■ PROBLEMS:
1 > Duplicate the reader comments on grief and atheist morality word for word, in their entirety.
2 > Set down, word for word, the lines of the records beginning with the line that contains "target | nose" and continuing through the last line of the records, with both of those lines included.

■ SOURCE DOCUMENT:
□ □ □

And most importantly, Iorek Byrnison! <3
Your last main paragraph really speaks to me. I have lost far too many people very close to me, but I still can't say I've experienced grief like Balthamos'. Your questions and comments about the parallels of angels' love and witches' love are really interesting.
I'm sorry for your losses. When extended family members have died, I've felt shock and sadness — I still feel sad remembering that they're gone — but nothing quite compares to Balthamos's confusion, turbulence, and angst; it's as though he's lost. I'm impressed that he was able to pull himself together to help Will.
Maybe the witches are better off because they know that regular humans die, but the angels don't really have a reason to prepare themselves for that eventuality.
Mark, you touched nicely on one of the more frustrating parts of being an atheist: morality and where it is drawn from. I don't do morally reprehensible things because I find them personally distasteful. My brain innately understands that to rape and murder is wrong. I don't need a higher power to dictate that morality to me: it simply is. It's interesting in the context of, say, Father Gomez, the man in Oslo last week, or the man who shot Doctor Tiller a few years ago: their 'morality' completely justifies murder, and their morality is drawn from a higher power. So when people ask me how, as an atheist, I can know the difference between right and wrong, I want to scream and tear my hair out.

□ □ □

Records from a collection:
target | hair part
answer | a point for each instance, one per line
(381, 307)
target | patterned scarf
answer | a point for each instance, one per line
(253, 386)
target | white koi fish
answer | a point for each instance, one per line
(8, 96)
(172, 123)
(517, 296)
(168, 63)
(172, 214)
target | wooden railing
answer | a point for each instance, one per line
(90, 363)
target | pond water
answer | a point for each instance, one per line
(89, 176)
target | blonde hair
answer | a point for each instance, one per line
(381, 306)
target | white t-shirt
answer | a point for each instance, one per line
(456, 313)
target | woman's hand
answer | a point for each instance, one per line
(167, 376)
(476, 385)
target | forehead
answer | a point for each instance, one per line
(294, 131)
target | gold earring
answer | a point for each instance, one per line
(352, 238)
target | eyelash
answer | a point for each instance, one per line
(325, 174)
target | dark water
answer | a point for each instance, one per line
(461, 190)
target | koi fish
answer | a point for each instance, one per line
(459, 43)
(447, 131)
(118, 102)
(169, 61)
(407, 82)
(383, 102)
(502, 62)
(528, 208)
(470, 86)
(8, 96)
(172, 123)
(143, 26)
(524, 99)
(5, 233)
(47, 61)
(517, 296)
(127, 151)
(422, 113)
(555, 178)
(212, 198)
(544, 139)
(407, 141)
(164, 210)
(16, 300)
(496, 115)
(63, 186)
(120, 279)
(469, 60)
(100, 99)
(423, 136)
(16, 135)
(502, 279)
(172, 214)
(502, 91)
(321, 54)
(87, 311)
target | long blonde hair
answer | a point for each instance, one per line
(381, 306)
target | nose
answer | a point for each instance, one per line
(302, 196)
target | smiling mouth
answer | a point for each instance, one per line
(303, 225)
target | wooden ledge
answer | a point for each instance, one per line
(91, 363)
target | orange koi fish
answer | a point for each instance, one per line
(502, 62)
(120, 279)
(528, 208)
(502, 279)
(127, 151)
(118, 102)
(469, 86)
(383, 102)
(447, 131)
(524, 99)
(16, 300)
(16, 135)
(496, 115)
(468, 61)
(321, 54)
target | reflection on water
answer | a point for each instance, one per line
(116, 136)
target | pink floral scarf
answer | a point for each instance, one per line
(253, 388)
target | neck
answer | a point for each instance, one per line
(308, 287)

□ □ □

■ SOLUTIONS TO THE TASKS:
1 >
And most importantly, Iorek Byrnison! <3
Your last main paragraph really speaks to me. I have lost far too many people very close to me, but I still can't say I've experienced grief like Balthamos'. Your questions and comments about the parallels of angels' love and witches' love are really interesting.
I'm sorry for your losses. When extended family members have died, I've felt shock and sadness — I still feel sad remembering that they're gone — but nothing quite compares to Balthamos's confusion, turbulence, and angst; it's as though he's lost. I'm impressed that he was able to pull himself together to help Will.
Maybe the witches are better off because they know that regular humans die, but the angels don't really have a reason to prepare themselves for that eventuality.
Mark, you touched nicely on one of the more frustrating parts of being an atheist: morality and where it is drawn from. I don't do morally reprehensible things because I find them personally distasteful. My brain innately understands that to rape and murder is wrong. I don't need a higher power to dictate that morality to me: it simply is. It's interesting in the context of, say, Father Gomez, the man in Oslo last week, or the man who shot Doctor Tiller a few years ago: their 'morality' completely justifies murder, and their morality is drawn from a higher power. So when people ask me how, as an atheist, I can know the difference between right and wrong, I want to scream and tear my hair out.

2 >
target | nose
answer | a point for each instance, one per line
(302, 196)
target | smiling mouth
answer | a point for each instance, one per line
(303, 225)
target | wooden ledge
answer | a point for each instance, one per line
(91, 363)
target | orange koi fish
answer | a point for each instance, one per line
(502, 62)
(120, 279)
(528, 208)
(502, 279)
(127, 151)
(118, 102)
(469, 86)
(383, 102)
(447, 131)
(524, 99)
(16, 300)
(16, 135)
(496, 115)
(468, 61)
(321, 54)
target | reflection on water
answer | a point for each instance, one per line
(116, 136)
target | pink floral scarf
answer | a point for each instance, one per line
(253, 388)
target | neck
answer | a point for each instance, one per line
(308, 287)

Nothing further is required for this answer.